■ **Problem**
Set down the entries once more, exactly as given.

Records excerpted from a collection
◆ ◆ ◆
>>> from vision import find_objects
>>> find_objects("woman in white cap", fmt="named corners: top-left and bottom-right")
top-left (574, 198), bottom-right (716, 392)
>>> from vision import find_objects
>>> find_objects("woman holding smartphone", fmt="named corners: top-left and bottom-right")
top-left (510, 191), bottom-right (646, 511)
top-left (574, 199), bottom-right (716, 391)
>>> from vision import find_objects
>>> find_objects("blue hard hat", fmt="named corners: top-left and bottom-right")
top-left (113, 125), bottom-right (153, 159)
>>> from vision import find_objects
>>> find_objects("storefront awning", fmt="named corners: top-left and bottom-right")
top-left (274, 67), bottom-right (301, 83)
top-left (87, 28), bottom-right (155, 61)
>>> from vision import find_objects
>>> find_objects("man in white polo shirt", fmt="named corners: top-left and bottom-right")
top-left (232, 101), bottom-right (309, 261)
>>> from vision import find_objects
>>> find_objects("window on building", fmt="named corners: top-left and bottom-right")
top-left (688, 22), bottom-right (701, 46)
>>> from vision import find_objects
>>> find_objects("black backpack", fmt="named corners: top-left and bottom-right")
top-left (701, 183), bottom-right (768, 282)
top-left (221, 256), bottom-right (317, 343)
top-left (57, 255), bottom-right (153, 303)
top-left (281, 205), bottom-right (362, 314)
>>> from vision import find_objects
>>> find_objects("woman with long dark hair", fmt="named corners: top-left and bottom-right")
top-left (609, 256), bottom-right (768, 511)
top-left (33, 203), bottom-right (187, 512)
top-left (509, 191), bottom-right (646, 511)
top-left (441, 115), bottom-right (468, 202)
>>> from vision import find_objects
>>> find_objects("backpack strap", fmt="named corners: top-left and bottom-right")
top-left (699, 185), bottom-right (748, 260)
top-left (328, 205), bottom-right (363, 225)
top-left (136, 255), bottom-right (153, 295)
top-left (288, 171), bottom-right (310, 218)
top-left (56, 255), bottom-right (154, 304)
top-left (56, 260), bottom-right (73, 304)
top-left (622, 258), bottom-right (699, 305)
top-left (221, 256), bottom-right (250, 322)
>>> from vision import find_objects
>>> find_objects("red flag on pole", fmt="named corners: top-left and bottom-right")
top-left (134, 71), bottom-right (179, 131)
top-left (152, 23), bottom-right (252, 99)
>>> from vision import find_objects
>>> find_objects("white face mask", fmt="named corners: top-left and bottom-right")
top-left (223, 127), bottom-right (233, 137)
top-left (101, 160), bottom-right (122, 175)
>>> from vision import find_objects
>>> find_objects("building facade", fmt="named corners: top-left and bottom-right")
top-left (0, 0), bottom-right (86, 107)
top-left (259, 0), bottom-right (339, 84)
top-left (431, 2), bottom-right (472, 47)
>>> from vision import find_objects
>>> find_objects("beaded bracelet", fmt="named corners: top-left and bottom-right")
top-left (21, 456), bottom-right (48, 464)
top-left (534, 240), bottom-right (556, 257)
◆ ◆ ◆
■ **Exercise answer**
>>> from vision import find_objects
>>> find_objects("woman in white cap", fmt="named corners: top-left and bottom-right")
top-left (574, 198), bottom-right (716, 392)
>>> from vision import find_objects
>>> find_objects("woman holding smartphone", fmt="named corners: top-left and bottom-right")
top-left (510, 191), bottom-right (646, 511)
top-left (574, 199), bottom-right (716, 391)
>>> from vision import find_objects
>>> find_objects("blue hard hat", fmt="named corners: top-left and bottom-right")
top-left (113, 125), bottom-right (153, 159)
>>> from vision import find_objects
>>> find_objects("storefront awning", fmt="named corners: top-left and bottom-right")
top-left (274, 67), bottom-right (301, 83)
top-left (87, 28), bottom-right (155, 61)
>>> from vision import find_objects
>>> find_objects("man in white polo shirt", fmt="named corners: top-left and bottom-right")
top-left (232, 101), bottom-right (309, 261)
>>> from vision import find_objects
>>> find_objects("window on building", fmt="named corners: top-left and bottom-right")
top-left (688, 22), bottom-right (701, 46)
>>> from vision import find_objects
>>> find_objects("black backpack", fmt="named corners: top-left and bottom-right")
top-left (701, 183), bottom-right (768, 282)
top-left (221, 256), bottom-right (317, 343)
top-left (57, 255), bottom-right (153, 303)
top-left (281, 205), bottom-right (362, 314)
>>> from vision import find_objects
>>> find_objects("woman with long dark hair", fmt="named corners: top-left and bottom-right")
top-left (609, 256), bottom-right (768, 511)
top-left (33, 203), bottom-right (187, 512)
top-left (509, 191), bottom-right (646, 511)
top-left (441, 115), bottom-right (468, 202)
>>> from vision import find_objects
>>> find_objects("backpack strap", fmt="named corners: top-left and bottom-right")
top-left (699, 185), bottom-right (748, 260)
top-left (328, 205), bottom-right (363, 225)
top-left (136, 255), bottom-right (153, 295)
top-left (288, 171), bottom-right (310, 218)
top-left (56, 255), bottom-right (154, 304)
top-left (56, 260), bottom-right (73, 304)
top-left (622, 258), bottom-right (699, 305)
top-left (221, 256), bottom-right (250, 322)
>>> from vision import find_objects
>>> find_objects("red flag on pole", fmt="named corners: top-left and bottom-right")
top-left (134, 71), bottom-right (179, 131)
top-left (152, 23), bottom-right (252, 99)
>>> from vision import find_objects
>>> find_objects("white face mask", fmt="named corners: top-left and bottom-right")
top-left (223, 127), bottom-right (233, 137)
top-left (101, 160), bottom-right (122, 175)
>>> from vision import find_objects
>>> find_objects("building facade", fmt="named corners: top-left and bottom-right")
top-left (0, 0), bottom-right (86, 107)
top-left (259, 0), bottom-right (339, 84)
top-left (431, 2), bottom-right (472, 47)
>>> from vision import find_objects
>>> find_objects("beaded bracelet", fmt="named corners: top-left and bottom-right")
top-left (21, 456), bottom-right (48, 464)
top-left (534, 240), bottom-right (556, 257)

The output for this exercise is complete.